◆ SET EXERCISE: Lay out the part of the records that opens with the line containing "[tag] green bush: a pin per instance" and closes with the line containing "(1186, 426)" as a Markdown table with the columns Number and Line. Put each line in its own row with a running row number, skip blank lines, and leave the pictures out.
== RECORDS SHOWN ==
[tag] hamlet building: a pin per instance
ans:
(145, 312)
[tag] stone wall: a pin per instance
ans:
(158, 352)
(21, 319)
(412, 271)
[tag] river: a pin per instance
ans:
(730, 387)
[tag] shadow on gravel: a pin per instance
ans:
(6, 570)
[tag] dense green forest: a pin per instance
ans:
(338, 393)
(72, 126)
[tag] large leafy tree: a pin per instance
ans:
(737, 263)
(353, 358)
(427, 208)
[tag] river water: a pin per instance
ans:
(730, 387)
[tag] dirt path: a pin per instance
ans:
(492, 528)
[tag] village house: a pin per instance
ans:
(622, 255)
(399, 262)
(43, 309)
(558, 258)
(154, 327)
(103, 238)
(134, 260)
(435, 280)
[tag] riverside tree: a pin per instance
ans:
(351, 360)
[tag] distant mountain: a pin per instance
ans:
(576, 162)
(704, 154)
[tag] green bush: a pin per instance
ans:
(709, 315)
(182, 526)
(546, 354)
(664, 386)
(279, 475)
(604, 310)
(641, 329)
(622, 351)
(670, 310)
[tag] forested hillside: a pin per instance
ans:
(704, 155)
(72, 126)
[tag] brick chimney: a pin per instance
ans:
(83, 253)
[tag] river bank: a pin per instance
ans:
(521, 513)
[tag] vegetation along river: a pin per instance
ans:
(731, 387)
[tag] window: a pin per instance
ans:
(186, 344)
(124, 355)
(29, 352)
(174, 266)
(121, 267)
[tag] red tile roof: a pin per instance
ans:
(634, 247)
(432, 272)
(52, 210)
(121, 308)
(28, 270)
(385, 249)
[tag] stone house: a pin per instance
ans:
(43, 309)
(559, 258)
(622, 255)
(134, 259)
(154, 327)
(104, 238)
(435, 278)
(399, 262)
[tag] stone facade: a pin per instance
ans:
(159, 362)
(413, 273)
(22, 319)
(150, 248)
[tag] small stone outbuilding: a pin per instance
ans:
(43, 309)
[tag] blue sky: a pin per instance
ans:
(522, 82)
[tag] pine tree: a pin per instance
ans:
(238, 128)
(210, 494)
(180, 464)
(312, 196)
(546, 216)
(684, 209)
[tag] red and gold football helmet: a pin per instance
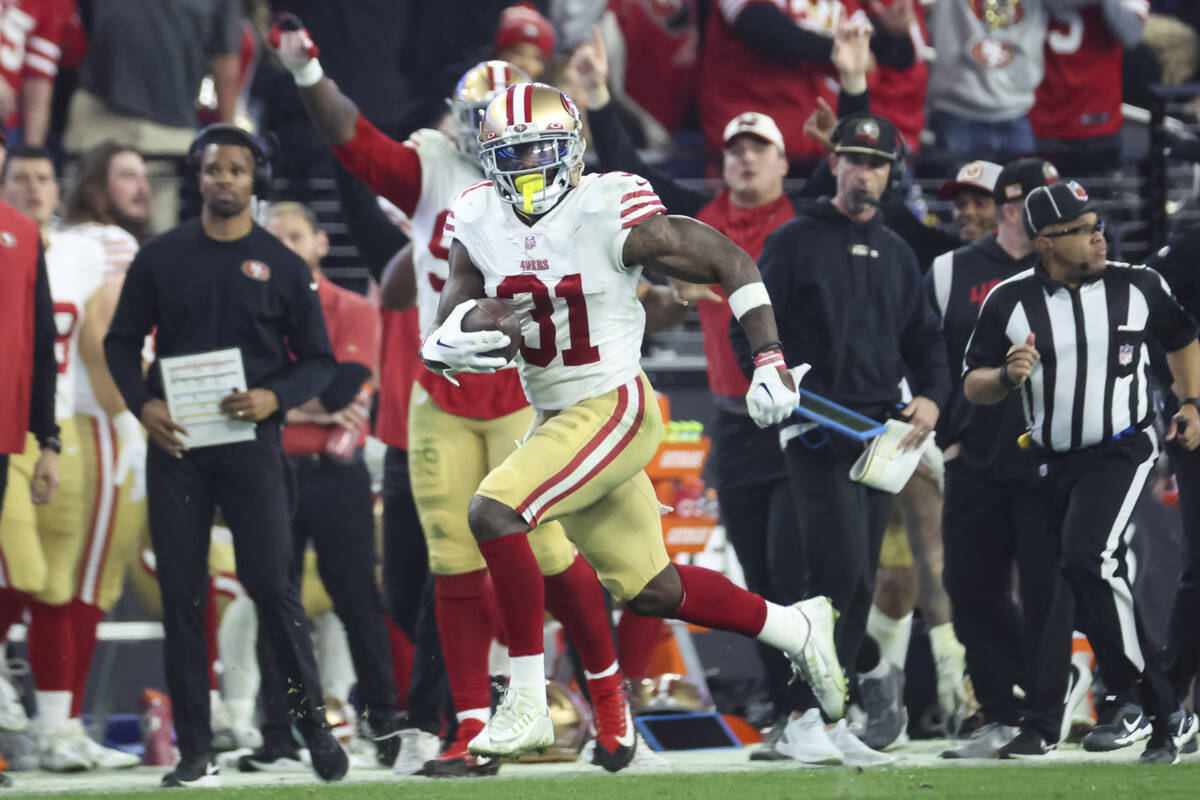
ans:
(475, 90)
(532, 145)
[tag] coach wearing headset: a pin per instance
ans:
(847, 296)
(213, 283)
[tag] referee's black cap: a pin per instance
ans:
(1048, 205)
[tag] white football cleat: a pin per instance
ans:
(106, 758)
(805, 740)
(816, 660)
(417, 747)
(520, 725)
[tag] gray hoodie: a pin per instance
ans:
(985, 73)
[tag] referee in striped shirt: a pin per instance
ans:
(1071, 334)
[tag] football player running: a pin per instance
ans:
(567, 251)
(462, 428)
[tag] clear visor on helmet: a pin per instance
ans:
(531, 155)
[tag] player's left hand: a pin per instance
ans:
(46, 477)
(131, 453)
(253, 405)
(772, 397)
(922, 414)
(1186, 426)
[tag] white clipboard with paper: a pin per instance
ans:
(195, 386)
(883, 465)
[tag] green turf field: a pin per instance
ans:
(1013, 782)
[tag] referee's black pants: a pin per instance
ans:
(335, 513)
(250, 482)
(843, 524)
(1091, 495)
(989, 525)
(409, 589)
(1183, 631)
(755, 499)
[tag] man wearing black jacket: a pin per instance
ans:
(211, 283)
(994, 516)
(849, 296)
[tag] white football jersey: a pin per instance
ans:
(76, 269)
(445, 172)
(577, 302)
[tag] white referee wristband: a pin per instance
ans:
(309, 74)
(749, 296)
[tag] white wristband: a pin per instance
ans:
(749, 296)
(309, 74)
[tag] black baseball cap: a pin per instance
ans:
(1021, 176)
(1061, 202)
(867, 133)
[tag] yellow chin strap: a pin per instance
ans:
(528, 186)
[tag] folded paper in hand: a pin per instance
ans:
(883, 465)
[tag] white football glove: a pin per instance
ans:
(131, 455)
(295, 49)
(769, 402)
(459, 350)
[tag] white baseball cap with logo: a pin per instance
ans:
(756, 124)
(975, 175)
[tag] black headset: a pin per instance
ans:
(901, 152)
(262, 150)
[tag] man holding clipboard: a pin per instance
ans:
(228, 302)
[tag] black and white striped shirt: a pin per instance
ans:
(1091, 382)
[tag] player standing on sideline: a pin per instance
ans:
(211, 283)
(469, 423)
(59, 542)
(567, 251)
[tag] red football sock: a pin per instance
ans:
(712, 600)
(51, 643)
(12, 608)
(519, 589)
(636, 639)
(575, 599)
(401, 661)
(210, 635)
(84, 620)
(466, 620)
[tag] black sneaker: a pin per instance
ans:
(329, 761)
(273, 758)
(1121, 727)
(1183, 727)
(1161, 750)
(1027, 744)
(195, 771)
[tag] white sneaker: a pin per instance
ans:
(816, 661)
(58, 751)
(520, 725)
(417, 746)
(12, 711)
(807, 741)
(106, 758)
(855, 751)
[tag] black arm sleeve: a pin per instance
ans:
(309, 342)
(892, 50)
(348, 379)
(371, 230)
(46, 368)
(921, 343)
(616, 150)
(772, 32)
(135, 316)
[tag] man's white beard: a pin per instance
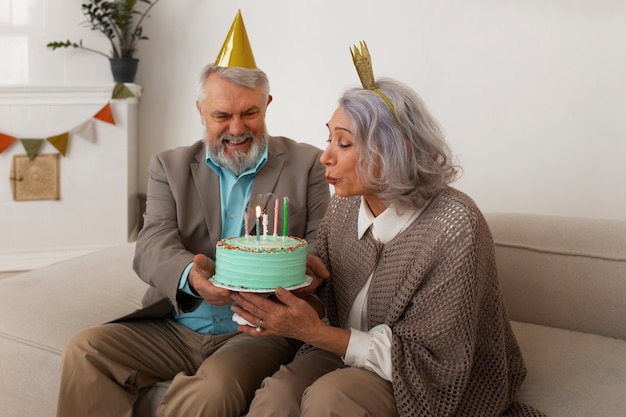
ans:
(238, 162)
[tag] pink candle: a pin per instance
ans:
(245, 221)
(258, 226)
(275, 216)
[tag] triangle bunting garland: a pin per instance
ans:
(105, 114)
(121, 91)
(85, 130)
(31, 146)
(6, 141)
(60, 142)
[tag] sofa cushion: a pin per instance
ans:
(562, 271)
(42, 309)
(572, 373)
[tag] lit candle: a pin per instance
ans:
(265, 224)
(275, 216)
(285, 205)
(245, 221)
(258, 226)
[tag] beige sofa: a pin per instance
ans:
(564, 282)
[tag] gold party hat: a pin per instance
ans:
(363, 64)
(236, 51)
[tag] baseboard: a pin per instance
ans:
(26, 261)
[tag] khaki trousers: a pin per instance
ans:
(318, 383)
(213, 375)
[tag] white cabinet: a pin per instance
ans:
(98, 205)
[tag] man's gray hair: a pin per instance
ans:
(246, 77)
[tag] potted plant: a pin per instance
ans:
(122, 25)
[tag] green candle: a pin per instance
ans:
(285, 205)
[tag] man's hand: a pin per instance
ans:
(203, 269)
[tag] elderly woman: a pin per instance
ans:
(416, 323)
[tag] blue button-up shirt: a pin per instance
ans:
(234, 196)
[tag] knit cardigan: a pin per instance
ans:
(435, 285)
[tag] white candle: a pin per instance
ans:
(265, 224)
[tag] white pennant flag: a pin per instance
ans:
(86, 131)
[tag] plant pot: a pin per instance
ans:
(124, 69)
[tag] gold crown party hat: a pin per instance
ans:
(236, 51)
(363, 64)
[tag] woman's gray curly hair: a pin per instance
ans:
(406, 164)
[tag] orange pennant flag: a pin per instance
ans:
(6, 141)
(60, 142)
(105, 114)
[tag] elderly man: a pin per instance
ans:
(196, 196)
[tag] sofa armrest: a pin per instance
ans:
(563, 272)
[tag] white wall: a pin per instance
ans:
(530, 93)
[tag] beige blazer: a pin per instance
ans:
(183, 213)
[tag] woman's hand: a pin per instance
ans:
(316, 269)
(203, 269)
(288, 316)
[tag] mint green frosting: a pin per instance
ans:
(273, 261)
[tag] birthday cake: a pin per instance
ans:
(263, 264)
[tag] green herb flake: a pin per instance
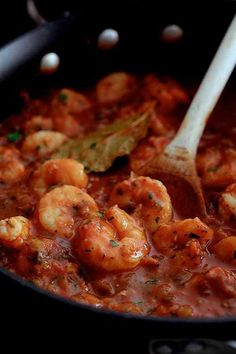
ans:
(151, 281)
(113, 243)
(14, 136)
(101, 214)
(212, 169)
(63, 97)
(114, 140)
(150, 195)
(93, 145)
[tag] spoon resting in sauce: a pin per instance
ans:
(176, 164)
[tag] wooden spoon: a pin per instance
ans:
(176, 164)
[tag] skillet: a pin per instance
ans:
(140, 50)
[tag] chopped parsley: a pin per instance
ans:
(113, 243)
(14, 136)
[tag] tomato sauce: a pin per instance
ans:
(183, 273)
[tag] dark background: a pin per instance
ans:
(49, 323)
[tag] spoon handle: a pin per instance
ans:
(208, 93)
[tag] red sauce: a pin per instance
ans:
(165, 283)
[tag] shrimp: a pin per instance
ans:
(59, 208)
(62, 171)
(168, 94)
(115, 244)
(37, 123)
(217, 166)
(11, 168)
(14, 231)
(226, 249)
(146, 151)
(179, 233)
(227, 203)
(115, 87)
(147, 197)
(42, 143)
(71, 101)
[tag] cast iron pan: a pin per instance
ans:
(74, 38)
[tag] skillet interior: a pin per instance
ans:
(139, 50)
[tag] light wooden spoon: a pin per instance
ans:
(176, 164)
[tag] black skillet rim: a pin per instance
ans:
(119, 315)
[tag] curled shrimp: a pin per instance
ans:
(14, 231)
(146, 151)
(226, 249)
(227, 203)
(179, 233)
(11, 168)
(115, 87)
(42, 143)
(37, 123)
(147, 197)
(115, 244)
(217, 166)
(59, 208)
(61, 171)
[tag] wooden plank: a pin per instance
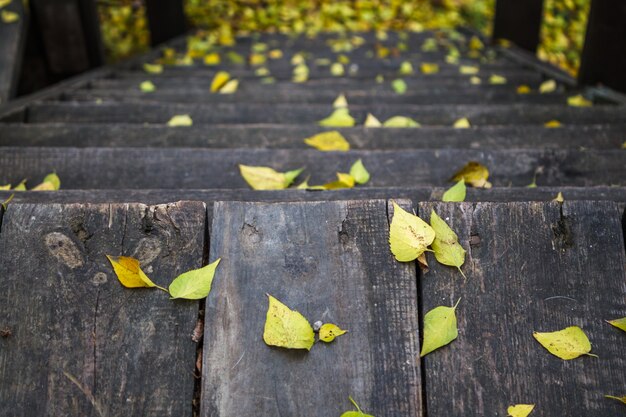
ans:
(530, 267)
(188, 168)
(519, 22)
(292, 136)
(12, 41)
(80, 343)
(603, 60)
(338, 271)
(230, 113)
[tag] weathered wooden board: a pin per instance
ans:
(530, 267)
(80, 343)
(188, 168)
(515, 114)
(331, 262)
(292, 137)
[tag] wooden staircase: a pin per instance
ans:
(77, 343)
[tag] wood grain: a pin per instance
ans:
(80, 343)
(530, 267)
(331, 262)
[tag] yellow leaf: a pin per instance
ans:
(622, 399)
(462, 123)
(180, 120)
(212, 59)
(329, 331)
(129, 273)
(619, 323)
(340, 102)
(153, 68)
(359, 173)
(400, 121)
(339, 118)
(409, 236)
(474, 174)
(567, 344)
(328, 141)
(578, 101)
(51, 182)
(147, 87)
(195, 284)
(440, 328)
(429, 68)
(547, 86)
(264, 178)
(220, 79)
(406, 68)
(286, 328)
(456, 193)
(230, 87)
(446, 245)
(468, 70)
(520, 410)
(9, 16)
(497, 79)
(552, 124)
(372, 121)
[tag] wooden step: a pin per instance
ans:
(188, 168)
(292, 137)
(243, 113)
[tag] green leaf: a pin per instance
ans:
(440, 328)
(195, 284)
(456, 193)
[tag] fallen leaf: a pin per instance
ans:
(339, 118)
(579, 101)
(446, 245)
(51, 182)
(219, 80)
(147, 86)
(340, 102)
(357, 413)
(520, 410)
(328, 332)
(622, 399)
(359, 173)
(462, 123)
(286, 328)
(328, 141)
(400, 121)
(129, 273)
(429, 68)
(180, 120)
(547, 86)
(619, 323)
(456, 193)
(399, 86)
(440, 328)
(474, 174)
(265, 178)
(496, 79)
(230, 87)
(194, 284)
(153, 68)
(552, 124)
(372, 121)
(567, 344)
(409, 236)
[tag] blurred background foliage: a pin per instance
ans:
(125, 28)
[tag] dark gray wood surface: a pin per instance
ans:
(331, 262)
(80, 343)
(530, 267)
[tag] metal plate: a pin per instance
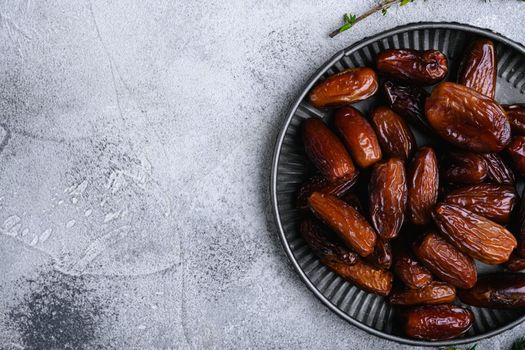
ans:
(364, 310)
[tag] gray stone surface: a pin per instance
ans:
(135, 156)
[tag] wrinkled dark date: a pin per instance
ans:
(359, 136)
(464, 167)
(423, 184)
(364, 275)
(353, 200)
(467, 119)
(323, 246)
(437, 322)
(320, 184)
(516, 115)
(349, 86)
(432, 294)
(419, 67)
(407, 101)
(520, 250)
(497, 170)
(478, 68)
(516, 151)
(479, 237)
(382, 255)
(516, 263)
(395, 136)
(388, 197)
(326, 152)
(501, 290)
(411, 272)
(445, 261)
(346, 221)
(493, 201)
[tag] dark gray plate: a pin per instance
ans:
(364, 310)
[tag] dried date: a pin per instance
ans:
(346, 221)
(323, 246)
(516, 151)
(388, 197)
(501, 290)
(493, 201)
(396, 138)
(412, 273)
(364, 275)
(359, 136)
(326, 151)
(497, 170)
(431, 294)
(419, 67)
(408, 101)
(347, 87)
(445, 261)
(437, 322)
(478, 67)
(478, 237)
(320, 184)
(423, 184)
(464, 167)
(516, 115)
(467, 119)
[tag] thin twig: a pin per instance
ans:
(383, 6)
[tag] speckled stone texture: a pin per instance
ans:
(136, 140)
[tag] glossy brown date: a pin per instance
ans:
(501, 290)
(445, 261)
(387, 191)
(478, 237)
(407, 101)
(320, 184)
(493, 201)
(516, 115)
(326, 152)
(516, 263)
(423, 184)
(353, 200)
(467, 119)
(382, 255)
(520, 250)
(478, 67)
(419, 67)
(432, 294)
(464, 167)
(437, 322)
(516, 151)
(395, 136)
(412, 273)
(323, 246)
(358, 135)
(346, 221)
(364, 275)
(349, 86)
(497, 170)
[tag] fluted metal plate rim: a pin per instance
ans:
(277, 153)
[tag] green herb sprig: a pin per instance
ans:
(350, 19)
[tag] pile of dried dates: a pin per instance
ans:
(407, 221)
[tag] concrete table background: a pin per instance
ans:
(136, 139)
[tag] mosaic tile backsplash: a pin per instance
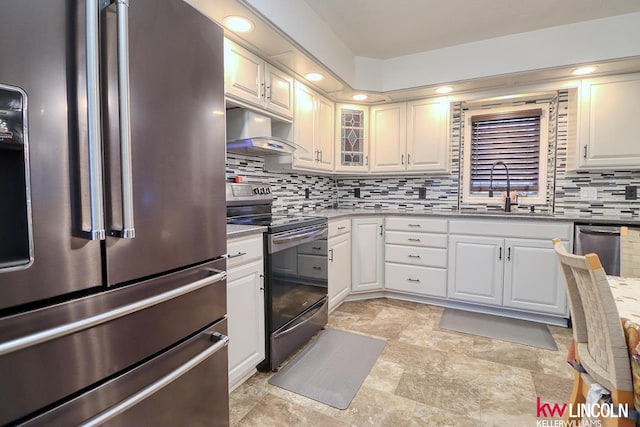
===
◆ TASK RESULT:
| Number | Line |
|---|---|
| 1 | [tag] green bush: a pin per instance |
| 2 | ans: |
| 3 | (709, 315) |
| 4 | (182, 526) |
| 5 | (546, 354) |
| 6 | (664, 386) |
| 7 | (279, 475) |
| 8 | (604, 310) |
| 9 | (641, 329) |
| 10 | (622, 351) |
| 11 | (670, 310) |
| 12 | [tag] forested hillside: a pin per instance |
| 13 | ans: |
| 14 | (704, 155) |
| 15 | (72, 126) |
| 16 | [tag] brick chimney: a pin per instance |
| 17 | ans: |
| 18 | (83, 253) |
| 19 | [tag] river bank: a pin per instance |
| 20 | ans: |
| 21 | (521, 513) |
| 22 | [tag] vegetation along river: a pin per instance |
| 23 | ans: |
| 24 | (731, 387) |
| 25 | [tag] window: a pin per instance |
| 26 | ans: |
| 27 | (186, 344) |
| 28 | (124, 355) |
| 29 | (29, 352) |
| 30 | (174, 266) |
| 31 | (121, 267) |
| 32 | [tag] red tile roof: a pin per instance |
| 33 | ans: |
| 34 | (634, 247) |
| 35 | (432, 272) |
| 36 | (52, 210) |
| 37 | (121, 308) |
| 38 | (28, 270) |
| 39 | (385, 249) |
| 40 | [tag] stone house: a pin per instance |
| 41 | ans: |
| 42 | (43, 309) |
| 43 | (559, 258) |
| 44 | (622, 255) |
| 45 | (134, 259) |
| 46 | (154, 327) |
| 47 | (104, 238) |
| 48 | (435, 278) |
| 49 | (399, 262) |
| 50 | [tag] stone facade: a pin per instance |
| 51 | ans: |
| 52 | (159, 362) |
| 53 | (413, 273) |
| 54 | (22, 319) |
| 55 | (150, 248) |
| 56 | [tag] small stone outbuilding: a pin per instance |
| 57 | ans: |
| 58 | (43, 309) |
| 59 | [tag] blue sky: a pin per instance |
| 60 | ans: |
| 61 | (522, 82) |
| 62 | [tag] pine tree: a pin per instance |
| 63 | ans: |
| 64 | (238, 128) |
| 65 | (210, 494) |
| 66 | (180, 464) |
| 67 | (312, 196) |
| 68 | (546, 216) |
| 69 | (684, 209) |
| 70 | [tag] red and gold football helmet: a pin per instance |
| 71 | ans: |
| 72 | (475, 90) |
| 73 | (532, 145) |
| 74 | [tag] coach wearing headset: a pin per instance |
| 75 | ans: |
| 76 | (847, 296) |
| 77 | (213, 283) |
| 78 | [tag] referee's black cap: a pin per instance |
| 79 | ans: |
| 80 | (1048, 205) |
| 81 | [tag] white football cleat: a pin per instance |
| 82 | ans: |
| 83 | (106, 758) |
| 84 | (805, 740) |
| 85 | (816, 660) |
| 86 | (417, 747) |
| 87 | (520, 725) |
| 88 | [tag] gray hoodie: a pin per instance |
| 89 | ans: |
| 90 | (985, 73) |
| 91 | [tag] referee in striped shirt: a pin per instance |
| 92 | ans: |
| 93 | (1071, 334) |
| 94 | [tag] football player running: a pin per instance |
| 95 | ans: |
| 96 | (567, 251) |
| 97 | (462, 428) |
| 98 | [tag] clear visor on helmet: a pin per instance |
| 99 | ans: |
| 100 | (531, 155) |
| 101 | [tag] player's left hand: a pin per instance |
| 102 | ans: |
| 103 | (46, 477) |
| 104 | (131, 453) |
| 105 | (253, 405) |
| 106 | (772, 397) |
| 107 | (922, 414) |
| 108 | (1186, 426) |